**Goal of the exercise**
Can you write out the listing below again, switching each "photo above" to "image above" and changing nothing else? Leave the pictures out of your answer.

**Data to process**

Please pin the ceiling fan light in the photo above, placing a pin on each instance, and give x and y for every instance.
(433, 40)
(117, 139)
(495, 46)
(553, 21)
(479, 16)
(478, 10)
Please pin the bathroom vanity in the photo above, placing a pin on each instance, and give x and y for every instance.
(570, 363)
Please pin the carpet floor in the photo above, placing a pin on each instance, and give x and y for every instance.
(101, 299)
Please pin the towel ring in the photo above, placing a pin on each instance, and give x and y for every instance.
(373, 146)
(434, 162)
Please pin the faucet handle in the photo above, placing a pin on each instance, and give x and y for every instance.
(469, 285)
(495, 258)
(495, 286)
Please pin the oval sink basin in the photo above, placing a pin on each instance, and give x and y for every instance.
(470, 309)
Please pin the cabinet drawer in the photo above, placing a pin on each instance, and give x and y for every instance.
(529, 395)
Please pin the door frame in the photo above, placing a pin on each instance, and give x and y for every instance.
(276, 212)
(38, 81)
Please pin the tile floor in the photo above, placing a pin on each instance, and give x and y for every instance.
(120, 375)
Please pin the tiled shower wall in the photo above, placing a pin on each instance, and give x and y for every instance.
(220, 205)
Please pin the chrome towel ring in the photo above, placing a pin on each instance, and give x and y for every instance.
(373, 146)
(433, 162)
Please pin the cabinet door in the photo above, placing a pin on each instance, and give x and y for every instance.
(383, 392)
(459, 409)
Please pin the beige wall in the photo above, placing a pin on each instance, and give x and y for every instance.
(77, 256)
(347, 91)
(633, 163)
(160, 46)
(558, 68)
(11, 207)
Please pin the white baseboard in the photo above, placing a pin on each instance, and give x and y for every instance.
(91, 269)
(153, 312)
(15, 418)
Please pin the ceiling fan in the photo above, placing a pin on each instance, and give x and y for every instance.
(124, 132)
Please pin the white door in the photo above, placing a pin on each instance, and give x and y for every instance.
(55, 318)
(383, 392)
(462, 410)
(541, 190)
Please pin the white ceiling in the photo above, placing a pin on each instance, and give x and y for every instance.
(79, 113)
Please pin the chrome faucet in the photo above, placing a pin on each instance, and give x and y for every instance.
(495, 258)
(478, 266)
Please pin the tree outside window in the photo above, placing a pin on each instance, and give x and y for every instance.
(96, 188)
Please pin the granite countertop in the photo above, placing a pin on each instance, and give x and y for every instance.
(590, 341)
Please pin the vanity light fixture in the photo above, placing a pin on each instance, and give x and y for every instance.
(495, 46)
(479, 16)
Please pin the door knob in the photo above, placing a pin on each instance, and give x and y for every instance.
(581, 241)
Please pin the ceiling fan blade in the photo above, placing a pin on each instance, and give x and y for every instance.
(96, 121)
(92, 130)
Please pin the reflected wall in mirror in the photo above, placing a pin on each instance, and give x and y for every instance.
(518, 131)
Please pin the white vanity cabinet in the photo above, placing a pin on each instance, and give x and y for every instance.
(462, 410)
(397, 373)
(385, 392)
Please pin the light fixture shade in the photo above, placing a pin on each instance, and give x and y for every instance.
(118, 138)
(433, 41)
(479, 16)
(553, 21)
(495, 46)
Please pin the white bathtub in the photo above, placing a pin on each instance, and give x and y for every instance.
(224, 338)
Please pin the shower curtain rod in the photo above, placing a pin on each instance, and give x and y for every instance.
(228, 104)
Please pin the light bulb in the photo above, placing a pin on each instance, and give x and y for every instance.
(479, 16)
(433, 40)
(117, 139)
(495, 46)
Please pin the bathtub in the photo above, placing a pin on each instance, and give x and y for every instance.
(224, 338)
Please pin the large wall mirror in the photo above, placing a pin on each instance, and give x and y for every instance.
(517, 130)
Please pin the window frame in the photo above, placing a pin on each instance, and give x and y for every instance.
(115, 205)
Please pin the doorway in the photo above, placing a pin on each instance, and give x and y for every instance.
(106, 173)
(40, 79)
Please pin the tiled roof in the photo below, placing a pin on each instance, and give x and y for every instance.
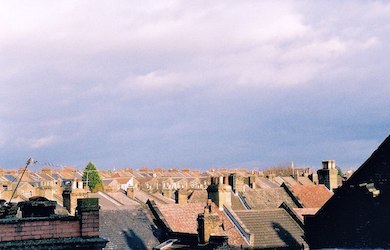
(267, 198)
(305, 181)
(183, 218)
(272, 228)
(127, 229)
(198, 196)
(265, 183)
(290, 180)
(305, 211)
(312, 196)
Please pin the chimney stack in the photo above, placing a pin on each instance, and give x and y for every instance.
(208, 224)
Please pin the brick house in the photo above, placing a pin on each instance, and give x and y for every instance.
(54, 231)
(357, 215)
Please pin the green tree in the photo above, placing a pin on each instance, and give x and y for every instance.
(92, 178)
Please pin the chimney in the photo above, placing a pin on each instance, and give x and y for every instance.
(167, 192)
(328, 174)
(88, 212)
(181, 196)
(70, 196)
(220, 194)
(80, 184)
(47, 170)
(208, 224)
(130, 192)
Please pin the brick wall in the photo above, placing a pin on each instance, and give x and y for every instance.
(85, 224)
(39, 228)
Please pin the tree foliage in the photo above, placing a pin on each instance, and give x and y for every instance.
(92, 178)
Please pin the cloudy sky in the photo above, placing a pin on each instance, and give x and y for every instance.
(195, 84)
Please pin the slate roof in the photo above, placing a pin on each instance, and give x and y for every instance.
(267, 198)
(300, 212)
(183, 218)
(236, 203)
(127, 229)
(265, 183)
(312, 196)
(304, 180)
(290, 180)
(272, 228)
(198, 196)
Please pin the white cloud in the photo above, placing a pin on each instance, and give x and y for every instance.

**Written solution**
Please pin the ceiling fan light in the image above, placing a pin on each instance, and give x and y for every instance.
(433, 40)
(117, 139)
(495, 46)
(553, 21)
(479, 16)
(478, 10)
Please pin the bathroom vanity in the image above, placing a pin on each instance, and give x and y for every instance.
(570, 363)
Please pin the carpet floor in the image above, placing a pin on each instance, and give x and y for every instance.
(101, 299)
Please pin the towel ring in the image above, placing a pin on each instance, and give x and y for every instance.
(373, 146)
(434, 162)
Please pin the faucet handle in the image above, placing a pin on each instance, and give x and y for every instance.
(469, 285)
(495, 258)
(495, 286)
Please pin the oval sink basin in the image above, placing a pin on each instance, and give x and y for every instance.
(470, 309)
Please pin the cabinet drawer in the image above, placing a pin on each instance, and give x and y for every instance.
(529, 395)
Please pin the door frame in the image above, placing a pin on each instance, and give x and y for every instance.
(276, 212)
(38, 81)
Please pin the tile floor in the image above, placing a pin on each instance, and give x and y for every instance.
(120, 375)
Please pin the tiled shower wall in the image above, placing a pin on each instance, and give x and y for every instance.
(220, 205)
Please pin the chrome towel ring in the image above, placing a pin on each instance, and give x and y for every instance.
(373, 146)
(433, 162)
Please pin the cabinet door in the image above, placing a pin on each instance, and give x and y for every instance.
(383, 392)
(459, 409)
Please pin the beige wall in the image above, placing a pin on each instance, and give x and y for every instance.
(77, 256)
(347, 91)
(633, 163)
(160, 46)
(558, 68)
(11, 207)
Please pin the white baseboard in the image above, placing a pin on each instance, and give x and y for every instance.
(91, 269)
(153, 312)
(15, 418)
Please pin the ceiling fan in the image above, placing a pin on each instance, and give x and y for every instance.
(124, 132)
Please pin the white door in the image above, placing a pin on each instance, and give x and y for every instance.
(55, 318)
(383, 392)
(462, 410)
(541, 190)
Please pin the white ceiling in the image above, placing a pin on each instance, and give x and y for every instance.
(79, 113)
Please pin the chrome faucet in the image above, placing a pin on each instance, and give x and y for every instance.
(495, 258)
(478, 266)
Please pin the tree outside window in the image above, placing a pin on each instance, and give x and y for every instance.
(96, 188)
Please pin the granite countertop in the image above, placing a pin on each instance, and give x and y for every instance.
(590, 341)
Please pin the vanity light fixture in the image above, placing a pin on each instance, and give x and y for every instance.
(495, 46)
(479, 16)
Please pin the door knob in the image above, placing a pin on each instance, and give x and y for every instance.
(581, 241)
Please pin the ceiling fan blade in the image above, placing a pin on each instance, and give x and y for every instance.
(96, 121)
(92, 130)
Please pin the reflected wall in mirror in the image above, placing a pin on each instance, and give x and y for every instance.
(518, 131)
Please pin the white vanity cabinet in the image above, placing a pin on each instance, and give x and y for every instance.
(462, 410)
(397, 373)
(385, 392)
Please pin the light fixture shade in the image above, placing a pin on each instance, and give x and y for every instance.
(118, 138)
(433, 41)
(479, 16)
(553, 21)
(495, 46)
Please pin the white bathtub in the image above, placing a pin on each instance, and give x and y for every instance.
(224, 338)
Please pin the shower curtain rod in the image above, placing a pin on each instance, and give x and y for every instance.
(228, 104)
Please pin the light bulb in the image above, placing a pin on each instance, and give x and y for every instance.
(479, 16)
(433, 40)
(117, 139)
(495, 46)
Please pin the bathtub in the image above, placing a pin on each instance, and give x and y for every instance.
(224, 338)
Please pin the large wall mirror in the image above, placing a pin on each instance, and give x and y for every instance.
(517, 130)
Please pin the window frame in the image above, placing a pin on each instance, and give x and y for every instance.
(115, 205)
Please pin the doorway in the image above, placing a pin on each instance, and give x and y for every instance.
(106, 173)
(40, 79)
Please pin the tiled roof in the photo below, placing a pin on each instance, and give x and y for every instance.
(267, 198)
(305, 181)
(183, 218)
(272, 228)
(127, 229)
(198, 196)
(265, 183)
(290, 180)
(305, 211)
(312, 196)
Please pin the chimney stack in the image above, placing a pin on each instance, and give x and y for every instance.
(208, 224)
Please pin the brick house in the image above, placing a pin on each instance, and give x and y for every instance.
(54, 231)
(357, 215)
Please pin the green tree in the image above, placing a pin on each instance, and give x and y for every instance.
(92, 178)
Please pin the chimney in the image above, placing a pin on each instance, and give x and y for every instance.
(167, 192)
(328, 174)
(88, 212)
(181, 196)
(70, 196)
(220, 194)
(80, 184)
(47, 170)
(208, 224)
(130, 192)
Please pin the brick wall in the image above, placing a pin on each instance, and give x and y for every instance.
(85, 224)
(39, 228)
Please pin the tree foliage in the image above, placing a pin on each instance, and give x and y for every instance.
(92, 178)
Please pin the cloudy sky in the image above, placing a pin on each instance, and give x and y for every instance.
(195, 84)
Please pin the slate roof in the image above, placing a pin on each instance, and give x and y for every instance.
(267, 198)
(300, 212)
(183, 218)
(236, 203)
(127, 229)
(265, 183)
(312, 196)
(304, 180)
(290, 180)
(272, 228)
(198, 196)
Please pin the white cloud in the image above, placing a pin on each instance, and give x and y for every instance.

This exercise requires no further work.